> [Problems and tasks]
[A] In the Network Audio System server extract, which port does the server listen on for TCP/IP connections?
[B] Continue the Network Audio System server extract from the point where it ends.

> [Extract provided]

The server is usually started from /etc/rc or a user's startup script.

When the Network Audio System server starts up, it takes over /dev/audio. Note that applications that attempt to access /dev/audio themselves will fail while it is running.

Network Connections

The Network Audio System server supports connections made using the following reliable byte-streams:
TCP/IP

The server listens on port 8000+n, where n is the listen port offset.
Unix Domain
The X server uses /tmp/.sockets/audion as the filename for the socket, where n is the display number.

Options

All of the Network Audio System servers accept the following command line options:
-aa
Allows clients on any host to connect. By default, access is allowed only to clients on the local host.

Signals

The Network Audio System server attaches special meaning to the following signals:
SIGHUP
This signal causes the server to close all existing connections, free all resources, and restore all defaults.

> [Given information]
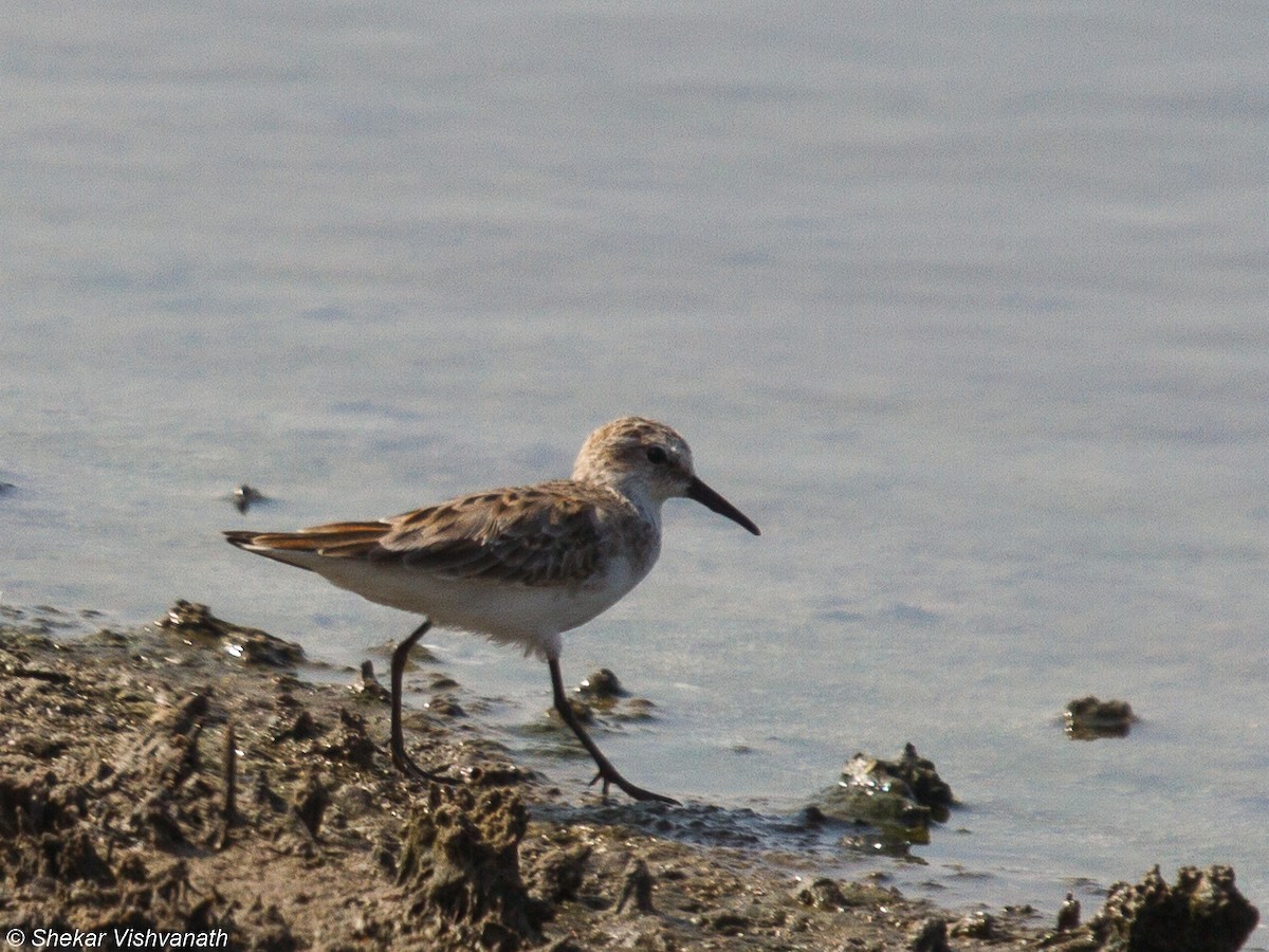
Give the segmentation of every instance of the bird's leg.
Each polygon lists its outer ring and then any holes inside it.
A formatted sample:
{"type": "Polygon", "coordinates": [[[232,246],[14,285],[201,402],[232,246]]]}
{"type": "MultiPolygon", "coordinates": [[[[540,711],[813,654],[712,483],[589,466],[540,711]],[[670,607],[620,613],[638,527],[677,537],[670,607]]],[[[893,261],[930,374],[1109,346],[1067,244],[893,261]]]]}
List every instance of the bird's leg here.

> [Expected outputs]
[A] Port 8000+n, where n is the listen port offset.

[B]
SIGTERM
This signal causes the server to exit cleanly.
SIGUSR1
This signal is used quite differently from either of the above. When the server starts, it checks to see if it has inherited SIGUSR1 as SIG_IGN instead of the usual SIG_DFL. In this case, the server sends a SIGUSR1 to its parent process after it has set up the various connection schemes.

Diagnostics

Too numerous to list them all.

Files

/tmp/.sockets/audio*
Unix domain socket
/usr/adm/audio*msgs
/dev/audio
Audio device

See Also

nas(1) , auinfo(1) , auplay(1) , auctl(1) , nasd.conf(1)

Bugs

If au dies before its clients, new clients won't be able to connect until all existing connections have their TCP TIME_WAIT timers expire.

The current access control support is weak at best.

Copyright

Copyright 1993, Network Computing Devices, Inc.

Authors

The Network Audio System server was originally written by Greg Renda and Dave Lemke, with large amounts of code borrowed from the sample X server.

The sample X server was originally written by Susan Angebranndt, Raymond Drewry, Philip Karlton, and Todd Newman, from Digital Equipment Corporation, with support from a large cast. It has since been extensively rewritten by Keith Packard and Bob Scheifler, from MIT.